## Begin
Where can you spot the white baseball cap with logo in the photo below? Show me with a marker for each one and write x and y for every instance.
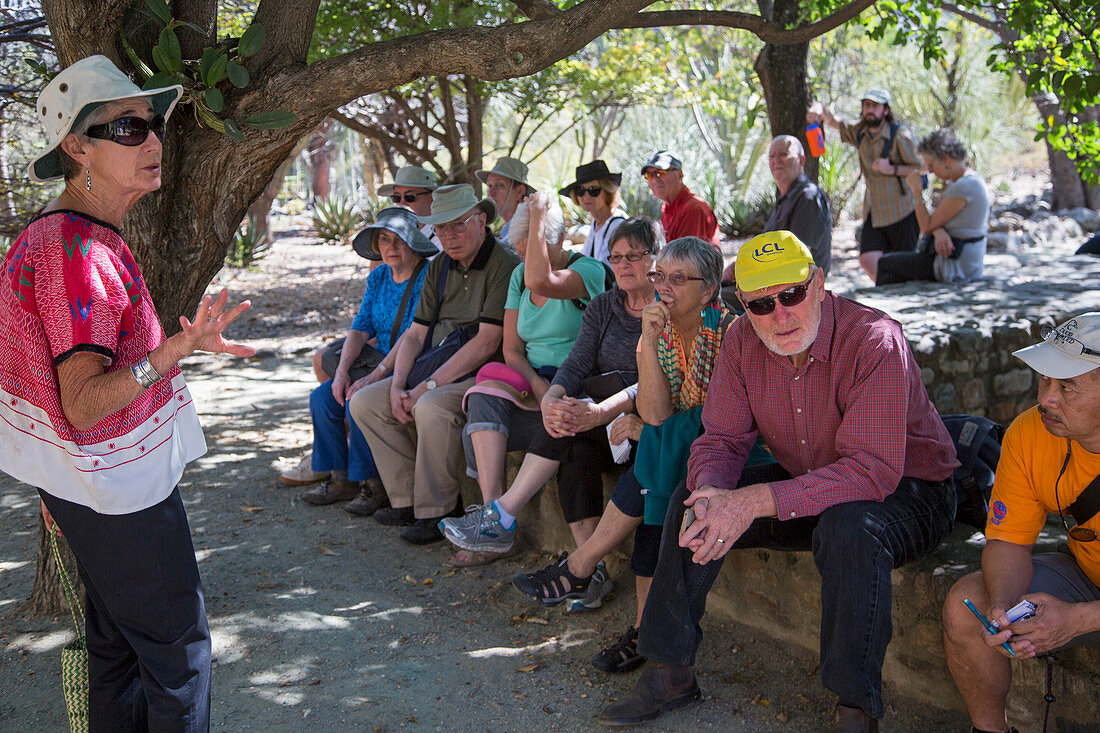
(1067, 351)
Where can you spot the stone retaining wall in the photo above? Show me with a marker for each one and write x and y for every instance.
(963, 339)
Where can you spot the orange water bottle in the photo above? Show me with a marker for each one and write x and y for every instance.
(816, 139)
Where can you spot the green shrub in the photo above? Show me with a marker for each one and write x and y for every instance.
(745, 217)
(249, 244)
(334, 219)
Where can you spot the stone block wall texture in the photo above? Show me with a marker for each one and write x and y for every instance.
(963, 339)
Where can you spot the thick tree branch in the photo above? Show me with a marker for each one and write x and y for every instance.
(767, 31)
(289, 29)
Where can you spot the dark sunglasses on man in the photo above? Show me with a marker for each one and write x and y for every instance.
(788, 298)
(130, 131)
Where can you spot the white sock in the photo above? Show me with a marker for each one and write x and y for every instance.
(507, 521)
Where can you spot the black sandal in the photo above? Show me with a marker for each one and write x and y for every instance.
(622, 656)
(548, 587)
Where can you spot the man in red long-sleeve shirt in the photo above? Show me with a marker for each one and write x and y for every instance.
(862, 478)
(683, 214)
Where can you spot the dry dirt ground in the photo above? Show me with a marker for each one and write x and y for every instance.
(326, 623)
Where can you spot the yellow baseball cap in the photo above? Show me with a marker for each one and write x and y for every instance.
(773, 258)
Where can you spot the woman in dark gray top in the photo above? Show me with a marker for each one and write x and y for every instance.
(574, 438)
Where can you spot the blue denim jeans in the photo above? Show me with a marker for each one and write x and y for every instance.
(855, 545)
(337, 447)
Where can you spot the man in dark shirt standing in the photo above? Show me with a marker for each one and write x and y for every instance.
(862, 479)
(801, 208)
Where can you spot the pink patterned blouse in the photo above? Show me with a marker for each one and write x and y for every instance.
(70, 284)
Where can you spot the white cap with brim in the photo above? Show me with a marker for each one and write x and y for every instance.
(449, 203)
(1067, 351)
(78, 90)
(410, 176)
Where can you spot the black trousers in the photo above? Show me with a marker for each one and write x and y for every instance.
(856, 546)
(149, 643)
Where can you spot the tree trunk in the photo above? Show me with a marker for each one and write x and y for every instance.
(47, 597)
(782, 74)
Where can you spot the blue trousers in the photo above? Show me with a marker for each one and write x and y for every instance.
(149, 643)
(337, 447)
(855, 545)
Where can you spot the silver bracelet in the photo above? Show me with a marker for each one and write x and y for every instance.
(144, 373)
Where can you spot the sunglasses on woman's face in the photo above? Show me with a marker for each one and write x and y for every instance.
(130, 131)
(788, 298)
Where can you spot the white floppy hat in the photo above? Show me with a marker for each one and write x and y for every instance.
(77, 91)
(1066, 351)
(411, 176)
(449, 203)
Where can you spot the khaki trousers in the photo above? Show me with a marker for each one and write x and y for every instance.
(420, 465)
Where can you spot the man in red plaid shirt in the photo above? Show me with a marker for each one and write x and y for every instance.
(862, 479)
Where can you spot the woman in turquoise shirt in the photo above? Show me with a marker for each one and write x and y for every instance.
(547, 297)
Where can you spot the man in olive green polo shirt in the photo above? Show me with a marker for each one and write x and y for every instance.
(415, 430)
(889, 222)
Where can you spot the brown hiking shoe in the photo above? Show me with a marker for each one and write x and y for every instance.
(660, 688)
(371, 498)
(333, 490)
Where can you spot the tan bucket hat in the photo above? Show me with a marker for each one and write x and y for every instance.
(77, 91)
(509, 167)
(411, 176)
(449, 203)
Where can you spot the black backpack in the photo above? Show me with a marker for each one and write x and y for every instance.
(978, 445)
(582, 304)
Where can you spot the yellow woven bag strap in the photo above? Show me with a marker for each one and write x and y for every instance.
(70, 598)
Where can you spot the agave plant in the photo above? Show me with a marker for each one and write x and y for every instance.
(334, 219)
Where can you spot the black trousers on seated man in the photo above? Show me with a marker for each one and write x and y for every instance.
(855, 545)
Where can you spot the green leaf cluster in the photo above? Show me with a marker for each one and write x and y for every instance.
(205, 80)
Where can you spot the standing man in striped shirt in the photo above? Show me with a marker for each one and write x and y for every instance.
(887, 154)
(862, 479)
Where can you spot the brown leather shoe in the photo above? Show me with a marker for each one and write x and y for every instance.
(660, 688)
(333, 490)
(854, 720)
(371, 498)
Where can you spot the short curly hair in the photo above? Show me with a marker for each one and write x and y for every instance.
(943, 143)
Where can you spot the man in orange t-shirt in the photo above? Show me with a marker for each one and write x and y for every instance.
(1051, 455)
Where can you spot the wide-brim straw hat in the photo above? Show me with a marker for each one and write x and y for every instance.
(402, 222)
(449, 203)
(508, 167)
(411, 176)
(595, 171)
(77, 91)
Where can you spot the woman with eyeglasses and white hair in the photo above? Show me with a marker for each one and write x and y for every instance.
(596, 190)
(681, 334)
(96, 413)
(593, 389)
(547, 297)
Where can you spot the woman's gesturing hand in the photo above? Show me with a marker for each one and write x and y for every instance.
(653, 318)
(205, 332)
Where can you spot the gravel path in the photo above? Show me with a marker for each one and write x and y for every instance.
(326, 623)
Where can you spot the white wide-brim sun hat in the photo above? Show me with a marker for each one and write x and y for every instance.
(78, 90)
(1066, 351)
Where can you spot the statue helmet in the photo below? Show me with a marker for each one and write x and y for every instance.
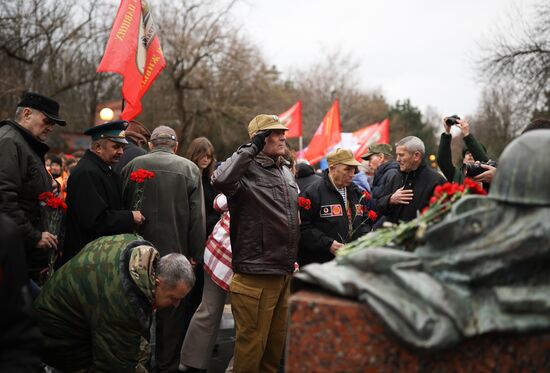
(521, 177)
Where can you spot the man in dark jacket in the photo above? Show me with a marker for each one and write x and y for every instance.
(20, 338)
(409, 191)
(94, 192)
(96, 311)
(305, 175)
(263, 202)
(332, 213)
(23, 176)
(173, 204)
(473, 151)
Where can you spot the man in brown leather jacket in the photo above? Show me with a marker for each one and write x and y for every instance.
(263, 202)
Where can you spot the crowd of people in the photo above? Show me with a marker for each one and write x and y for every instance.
(143, 265)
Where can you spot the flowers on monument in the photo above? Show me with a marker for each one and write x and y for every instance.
(139, 177)
(304, 202)
(54, 208)
(408, 235)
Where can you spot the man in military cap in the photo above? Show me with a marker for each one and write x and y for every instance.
(138, 137)
(263, 202)
(94, 192)
(335, 213)
(96, 311)
(23, 176)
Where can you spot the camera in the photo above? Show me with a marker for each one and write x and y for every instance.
(474, 169)
(452, 120)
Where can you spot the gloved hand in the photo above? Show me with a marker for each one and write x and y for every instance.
(259, 139)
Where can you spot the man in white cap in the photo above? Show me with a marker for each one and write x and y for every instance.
(263, 202)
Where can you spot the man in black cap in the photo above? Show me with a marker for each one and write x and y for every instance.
(94, 194)
(23, 175)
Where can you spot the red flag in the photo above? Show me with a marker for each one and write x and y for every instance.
(133, 51)
(327, 135)
(292, 118)
(378, 133)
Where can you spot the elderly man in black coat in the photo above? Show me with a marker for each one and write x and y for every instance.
(94, 191)
(410, 190)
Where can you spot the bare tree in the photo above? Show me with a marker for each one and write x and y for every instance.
(521, 55)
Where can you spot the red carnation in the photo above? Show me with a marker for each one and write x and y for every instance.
(372, 215)
(304, 202)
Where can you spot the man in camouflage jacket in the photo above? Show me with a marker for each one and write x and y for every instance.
(96, 312)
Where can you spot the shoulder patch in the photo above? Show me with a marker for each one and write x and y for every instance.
(329, 211)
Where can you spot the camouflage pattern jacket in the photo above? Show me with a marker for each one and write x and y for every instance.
(95, 312)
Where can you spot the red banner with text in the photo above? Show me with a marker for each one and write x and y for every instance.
(133, 51)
## End
▶ _REQUIRED WORK_: Make an exact copy of every entry above, minus the images.

▶ _RESPONSE_:
Where can you spot the white baseball cap with logo in the photo below? Show me with a marker for each one and write x and y for every instance.
(1067, 351)
Where can you spot the stone retaining wall in the photo above? Show me with a marker for each one and write x and y for every instance.
(963, 339)
Where can you spot the orange water bottle in the photo above? Show me with a marker for each one and write x and y for every instance.
(816, 139)
Where can you spot the green shrub in the photo above? Show me with a marker for each one and write x and y for every instance.
(745, 217)
(249, 244)
(334, 219)
Where can you spot the stone block wall texture in the photo above? Show me with a marker for each one and write x and y for every instance.
(963, 339)
Where can you spot the thick tree branch in the photo above? Show me with a marker for each one and write x and y for every instance.
(767, 31)
(289, 29)
Where can you spot the dark sunglasses on man in the photo above? Show me with a marker for each one and write x and y for every instance.
(788, 298)
(130, 131)
Where can you spot the white sock in the photo above? Show me with a marker for each one and write x and y for every instance.
(507, 521)
Where can you spot the black sandal in the photo above? Show me with a marker for each one and write x and y for every instance.
(622, 656)
(548, 587)
Where can you spot the man in red long-sleeve shirt in the photo above? Show me with a marker for each one and write x and y for every instance.
(862, 478)
(683, 214)
Where can you spot the dry dirt ground in the photo above? Show me with a marker for each one and write x and y for every instance.
(326, 623)
Where can you spot the yellow baseball cap in the photo above? Show me with a marker for each one and write x and y for every instance.
(773, 258)
Where can you spot the woman in dark gray top in the photo above? Show me with a marker for each one and write x and y for every instance.
(574, 438)
Where can you spot the blue denim jeans in the photo above? Show me with a marker for each one and write x and y for every instance.
(855, 545)
(337, 447)
Where can you spot the man in dark shirt standing in the photo above? Show me with a marker for each one and write x and y for every instance.
(862, 479)
(801, 208)
Where can you spot the pink patterned blouse in the photo above? Show me with a marker for each one and write x and y for every instance.
(70, 284)
Where can you spot the white cap with brim in the photo above? Show me with a marker for each one and write x and y for every instance.
(449, 203)
(1067, 351)
(78, 90)
(410, 176)
Where can you spot the black trousers in the photo above? Show me with a marker for each one and write x and y for every instance.
(856, 546)
(149, 643)
Where can you spot the tree trunk in the photo above? Show me with a marker for each one and write x and y for every instance.
(47, 597)
(782, 74)
Where can you spot the blue trousers in the photo above? Show me with a marker for each one and write x and y for every instance.
(149, 643)
(337, 447)
(855, 545)
Where can you spot the silver bracelet in the photo above? Show me with a marker for each one and write x and y for every instance.
(144, 373)
Where can you spot the sunglasses on woman's face in the photo above? Show me with a marker for each one and write x and y for every instance.
(130, 131)
(788, 298)
Where can you spot the white floppy hat in the photo above? Show me with a marker for each one and write x and y for every instance.
(77, 91)
(1066, 351)
(411, 176)
(449, 203)
Where can you spot the khaki trousers in the photo above? Show me with a marker for each one and write x and y for every instance.
(420, 465)
Where can you spot the man in red plaid shirt in the photo above? Show me with a marker for each one and write x and y for every instance.
(862, 479)
Where can you spot the woman in turquoise shirt in the photo above? Show me with a marker for each one and write x and y for every instance.
(547, 297)
Where can you spot the man in olive green polo shirt in the photo above? Show me with a marker for each one and write x and y for every instance.
(415, 430)
(889, 222)
Where can you spot the brown hiking shoe in the photo above? Show me with a marker for each one and write x and y for every instance.
(660, 688)
(371, 498)
(333, 490)
Where can you spot the tan bucket hat in the photo above? Show me with a marker for each one and write x and y for every instance.
(77, 91)
(509, 167)
(411, 176)
(449, 203)
Where can you spot the black backpack in the photo above? Show me with a marker for each one and write x and y for every instance.
(978, 445)
(582, 304)
Where can you spot the yellow woven bag strap in the photo above? Show me with a marker for each one and write x and y for every instance.
(70, 598)
Where can you spot the agave plant in the photo above? Show me with a marker for each one and write x and y for every instance.
(334, 219)
Where can you spot the black trousers on seated man in the photo above? Show me with a marker for each one and write x and y for every instance.
(855, 545)
Where can you spot the green leaf cluster in the photo above? Show me with a marker for each one and write x and y for every instance.
(205, 80)
Where can you spot the standing man in striped shirt in the photo above? Show me with a marker for each one and write x and y for every instance.
(887, 154)
(862, 479)
Where can you spot the brown leather shoe in the photo above? Show me with a marker for each one and write x and y for every instance.
(660, 688)
(333, 490)
(854, 720)
(371, 498)
Where can you spot the short curly hair in the photo above? Show me with a marker for each one and write x and y for every instance.
(943, 143)
Where can you spot the man in orange t-shirt in the photo above? Show me with a marker for each one and write x and y for every instance.
(1051, 455)
Where can you spot the wide-brim straw hat in the photo above? Show me with a marker for each one and write x and y for every instance.
(402, 222)
(449, 203)
(508, 167)
(411, 176)
(595, 171)
(77, 91)
Where can you spot the woman with eyeglasses and white hair in the photo above? Show me with a marker for each one and write x and y for every instance.
(596, 190)
(681, 334)
(96, 413)
(593, 389)
(547, 297)
Where can you spot the woman's gesturing hand in the photo above? Show me with a marker for each one and write x and y for every instance.
(653, 318)
(205, 332)
Where can you spot the gravel path in the photo above? Show me with a marker for each one and write x and y for every instance.
(326, 623)
Where can you spot the white wide-brim sun hat in the photo above? Show me with a marker for each one and write x and y for every instance.
(78, 90)
(1066, 351)
Where can you spot the statue helmet in the photo below? Show me with a marker for each one and write x and y for every instance.
(521, 177)
Where can you spot the man in dark jacket in the photo above? Show me with a marker for each one and write x and y for every instance.
(20, 338)
(409, 191)
(94, 192)
(96, 311)
(305, 175)
(263, 202)
(332, 213)
(23, 176)
(173, 204)
(473, 151)
Where can you spot the man in brown leather jacket in the photo above? Show me with a marker for each one and write x and y for every instance.
(263, 202)
Where can you spot the crowd of people in the photo above? Show me with a marker for each one and write x and y for every instance.
(143, 265)
Where can you spot the flowers on monument in the photo above? Show me with a marker for each one and write x and y for every instance.
(139, 177)
(304, 202)
(54, 208)
(408, 235)
Where can you spot the man in military cap in the photo above? Show me with a marker for each one and write x and y for every instance.
(138, 137)
(263, 202)
(94, 192)
(335, 213)
(96, 311)
(23, 176)
Where can you spot the camera in the photo above? Show me with a marker for each one and write x and y for every instance.
(474, 169)
(452, 120)
Where can you spot the gloved hand in the photo above? Show me with a marker for each one and write x and y for every instance.
(259, 139)
Where can you spot the man in white cap in the photo above? Show me with a marker for each one and write x and y for every instance.
(263, 202)
Where can you spot the man in black cap in the photo above? Show me with a marker for each one and write x and y for every instance.
(94, 194)
(23, 175)
Where can you spot the red flag in the photo above? Show me with a marker for each one and write x and y for every instance.
(133, 51)
(327, 135)
(292, 118)
(378, 133)
Where can you spot the elderly man in black coat in the photo above? Show me with a marker for each one and write x and y for every instance.
(94, 191)
(410, 190)
Where can you spot the bare tree in the photo above? Show me with a marker for each one and write x and y for every instance.
(521, 55)
Where can you spot the red carnation in the photo above? Show me with a marker for each one and write x and y for every instance.
(372, 215)
(304, 202)
Where can you spot the man in camouflage jacket in the photo above? Show me with a marker for each one and write x and y for every instance.
(96, 312)
Where can you spot the shoulder patch in the photo above? Show me with a marker for each one and write x and y for every instance.
(329, 211)
Where can you spot the camouflage pattern jacket in the photo above? Show me with a marker for each one and write x and y for every instance.
(95, 312)
Where can you spot the red banner with text in the photo above? Show me with a marker for each one and write x and y for every instance.
(133, 51)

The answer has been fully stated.